▶ [Brano selezionato]:
- - -
Wilkerson ha raccontato come egli avesse radunato un gruppo di scienziati al Dipartimento di Stato, tutti con esperienza di ispezioni nucleari, i quali concordarono sul fatto che Saddam Hussein stesse aspettando che si allentassero le sanzioni contro l'Irak, e che alcuni importanti paesi riavviassero i rapporti commerciali con Baghdad, per riprendere il programma di costruzione di armi di distruzione di massa (ADM). Ma al momento, “non possedeva virtualmente niente”.

“Poi, il 29 gennaio 2003, il segretario di Stato mi porse un canovaccio di 48 pagine, che descriveva il programma iracheno per le ADM. Lo aveva appena ricevuto dall'ufficio del Vice Presidente”. Powell chiese di studiare il rapporto, assieme ad altri due che sarebbero arrivati il giorno dopo, per prepararlo all'intervento di fronte al Consiglio di Sicurezza dell'ONU.” Wilkerson ha poi riferito la sua frustrazione quando la task force da lui nominata allo scopo, si accorse che era impossibile verificare le affermazioni contenute nel dossier, in quanto questo non conteneva, come d'uso in tali documenti, i necessari riferimenti alle fonti. Bisognava controllare riga per riga, e ciò era impossibile nel breve tempo a disposizione. “Mi rivolsi a Tenet (capo della CIA, ndr.), il quale mi diede ragione e mi consiglio di usare un altro documento, quello compilato dalla National Intelligence Estimate nell'ottobre 2002”.
- - -
▶ [Righe archiviate]:
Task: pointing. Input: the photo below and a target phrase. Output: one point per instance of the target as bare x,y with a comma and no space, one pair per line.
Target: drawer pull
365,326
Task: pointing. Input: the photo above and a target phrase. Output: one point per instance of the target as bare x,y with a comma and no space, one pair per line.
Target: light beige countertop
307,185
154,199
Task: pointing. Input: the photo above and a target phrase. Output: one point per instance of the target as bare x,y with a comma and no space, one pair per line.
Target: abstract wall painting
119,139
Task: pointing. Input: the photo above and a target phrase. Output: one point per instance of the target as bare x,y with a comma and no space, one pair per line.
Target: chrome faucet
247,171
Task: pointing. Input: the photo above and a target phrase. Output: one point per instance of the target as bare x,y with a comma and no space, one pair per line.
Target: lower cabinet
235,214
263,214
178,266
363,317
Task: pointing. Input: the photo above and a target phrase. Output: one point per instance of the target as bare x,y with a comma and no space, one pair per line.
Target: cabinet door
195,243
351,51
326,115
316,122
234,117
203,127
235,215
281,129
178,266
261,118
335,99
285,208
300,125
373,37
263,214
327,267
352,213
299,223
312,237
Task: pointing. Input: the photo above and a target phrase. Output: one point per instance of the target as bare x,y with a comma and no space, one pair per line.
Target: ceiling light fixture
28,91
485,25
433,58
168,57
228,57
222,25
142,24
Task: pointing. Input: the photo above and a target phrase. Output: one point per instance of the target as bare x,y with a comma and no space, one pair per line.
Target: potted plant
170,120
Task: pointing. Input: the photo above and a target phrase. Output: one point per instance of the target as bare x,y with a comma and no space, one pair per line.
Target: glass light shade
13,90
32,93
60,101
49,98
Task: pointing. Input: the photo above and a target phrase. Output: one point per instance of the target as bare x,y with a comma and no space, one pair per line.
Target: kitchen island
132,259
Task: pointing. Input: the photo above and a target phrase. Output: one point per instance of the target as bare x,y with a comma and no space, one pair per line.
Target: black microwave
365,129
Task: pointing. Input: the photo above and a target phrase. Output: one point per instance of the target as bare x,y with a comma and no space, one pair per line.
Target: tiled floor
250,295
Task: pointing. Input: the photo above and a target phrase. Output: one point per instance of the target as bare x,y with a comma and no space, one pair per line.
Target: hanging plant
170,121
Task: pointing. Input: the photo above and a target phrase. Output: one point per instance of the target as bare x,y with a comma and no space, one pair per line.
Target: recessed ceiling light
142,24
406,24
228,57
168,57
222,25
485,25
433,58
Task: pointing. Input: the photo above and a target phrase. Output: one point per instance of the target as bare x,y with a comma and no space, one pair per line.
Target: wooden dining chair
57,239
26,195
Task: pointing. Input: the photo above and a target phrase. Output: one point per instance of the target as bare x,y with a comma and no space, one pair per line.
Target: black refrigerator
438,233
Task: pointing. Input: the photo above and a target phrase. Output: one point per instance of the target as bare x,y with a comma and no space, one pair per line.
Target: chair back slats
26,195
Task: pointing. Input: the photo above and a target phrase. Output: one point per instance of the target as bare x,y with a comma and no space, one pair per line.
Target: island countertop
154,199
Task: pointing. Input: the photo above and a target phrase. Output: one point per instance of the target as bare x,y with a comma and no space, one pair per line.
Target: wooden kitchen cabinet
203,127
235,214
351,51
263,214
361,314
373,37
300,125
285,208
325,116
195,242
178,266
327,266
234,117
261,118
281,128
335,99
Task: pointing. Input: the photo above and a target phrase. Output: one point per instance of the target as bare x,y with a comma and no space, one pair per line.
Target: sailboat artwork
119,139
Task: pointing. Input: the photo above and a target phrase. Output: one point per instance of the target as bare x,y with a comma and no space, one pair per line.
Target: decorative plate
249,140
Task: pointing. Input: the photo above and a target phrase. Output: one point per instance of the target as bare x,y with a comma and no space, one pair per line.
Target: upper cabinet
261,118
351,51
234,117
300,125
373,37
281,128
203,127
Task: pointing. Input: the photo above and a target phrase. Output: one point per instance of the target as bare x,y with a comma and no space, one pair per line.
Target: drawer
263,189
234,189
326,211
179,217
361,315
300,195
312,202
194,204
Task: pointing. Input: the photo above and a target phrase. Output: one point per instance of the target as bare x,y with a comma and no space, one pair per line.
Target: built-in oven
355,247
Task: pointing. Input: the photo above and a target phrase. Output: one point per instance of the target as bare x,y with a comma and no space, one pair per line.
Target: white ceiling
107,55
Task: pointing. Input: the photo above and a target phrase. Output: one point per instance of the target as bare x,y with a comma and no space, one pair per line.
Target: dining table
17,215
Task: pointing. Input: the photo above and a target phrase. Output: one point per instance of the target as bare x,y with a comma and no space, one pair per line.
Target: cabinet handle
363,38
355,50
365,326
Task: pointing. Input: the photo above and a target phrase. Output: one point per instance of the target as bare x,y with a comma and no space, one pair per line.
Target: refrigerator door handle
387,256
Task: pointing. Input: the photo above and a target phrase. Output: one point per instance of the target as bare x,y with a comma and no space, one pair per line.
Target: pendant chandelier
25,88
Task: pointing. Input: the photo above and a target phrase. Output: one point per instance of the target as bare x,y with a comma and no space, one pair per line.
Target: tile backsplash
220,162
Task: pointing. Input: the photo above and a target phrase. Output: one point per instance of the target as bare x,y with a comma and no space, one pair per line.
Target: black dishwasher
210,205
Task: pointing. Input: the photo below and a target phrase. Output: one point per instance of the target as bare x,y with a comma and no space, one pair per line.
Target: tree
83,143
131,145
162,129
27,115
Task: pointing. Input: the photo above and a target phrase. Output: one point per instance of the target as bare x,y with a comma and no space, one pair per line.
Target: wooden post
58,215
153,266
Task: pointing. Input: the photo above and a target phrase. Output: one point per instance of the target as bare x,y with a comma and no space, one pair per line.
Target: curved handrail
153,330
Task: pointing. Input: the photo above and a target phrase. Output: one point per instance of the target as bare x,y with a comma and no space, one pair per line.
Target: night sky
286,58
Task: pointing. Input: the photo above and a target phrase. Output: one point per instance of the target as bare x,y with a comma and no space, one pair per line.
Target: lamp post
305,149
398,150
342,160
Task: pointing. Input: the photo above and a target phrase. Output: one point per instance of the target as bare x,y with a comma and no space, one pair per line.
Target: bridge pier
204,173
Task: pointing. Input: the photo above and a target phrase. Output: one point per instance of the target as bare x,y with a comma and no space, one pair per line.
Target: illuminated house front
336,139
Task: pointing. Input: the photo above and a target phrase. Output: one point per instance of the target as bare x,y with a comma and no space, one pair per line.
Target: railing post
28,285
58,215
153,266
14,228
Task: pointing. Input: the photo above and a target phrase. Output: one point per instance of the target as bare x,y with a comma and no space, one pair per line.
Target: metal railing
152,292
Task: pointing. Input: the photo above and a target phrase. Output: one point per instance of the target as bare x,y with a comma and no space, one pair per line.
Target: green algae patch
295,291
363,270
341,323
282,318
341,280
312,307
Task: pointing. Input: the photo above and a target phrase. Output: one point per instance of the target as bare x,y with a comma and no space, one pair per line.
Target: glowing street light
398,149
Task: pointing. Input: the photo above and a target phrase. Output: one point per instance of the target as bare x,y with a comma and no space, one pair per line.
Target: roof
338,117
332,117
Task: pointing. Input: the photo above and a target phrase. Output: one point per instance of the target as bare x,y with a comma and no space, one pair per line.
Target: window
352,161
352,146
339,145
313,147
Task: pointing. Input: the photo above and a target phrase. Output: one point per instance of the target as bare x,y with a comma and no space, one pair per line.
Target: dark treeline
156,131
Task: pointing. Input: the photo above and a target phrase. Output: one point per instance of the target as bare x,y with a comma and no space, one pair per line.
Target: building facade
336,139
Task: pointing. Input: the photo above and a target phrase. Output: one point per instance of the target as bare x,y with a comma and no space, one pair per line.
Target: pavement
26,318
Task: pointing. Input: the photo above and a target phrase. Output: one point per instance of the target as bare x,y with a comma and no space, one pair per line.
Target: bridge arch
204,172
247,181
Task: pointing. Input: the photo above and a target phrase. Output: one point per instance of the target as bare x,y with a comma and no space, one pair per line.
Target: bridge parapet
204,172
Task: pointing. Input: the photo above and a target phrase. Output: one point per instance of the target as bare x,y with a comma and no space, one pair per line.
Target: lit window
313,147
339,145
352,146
- - -
▶ [Descrizione del compito]: Prosegua il brano sulla testimonianza di Wilkerson riguardo al dossier iracheno, riprendendo dal punto in cui si interrompe.

▶ [Risultato dell'esercizio]:
Quando si trattò di fare le prove del discorso con Powell, “la discussione avvenne sempre nella forma del segretario di Stato che cercava di eliminare dei passaggi non sostanziati, e di altri della Casa Bianca che cercavano invece di tenerli, o aggiungerne altri. L'ufficio del Vice Presidente o il personale del National Security Council tentò ripetutamente di inserire nel discorso il presunto incontro tra il dirottatore di Al Qaeda Mohamed Atta e membri dell'intelligence iracheno, e Powell ripetutamente lo tolse. Infine, ad una delle ultime prove, Powell fu interrotto nel mezzo del discorso da Hadley, che gli chiese che fine avesse fatto il paragrafo che descriveva l'incontro di Praga. Powell fissò Hadley negli occhi e disse un po' risentito: 'L'abbiamo tolto, Steve, e rimane fuori'”.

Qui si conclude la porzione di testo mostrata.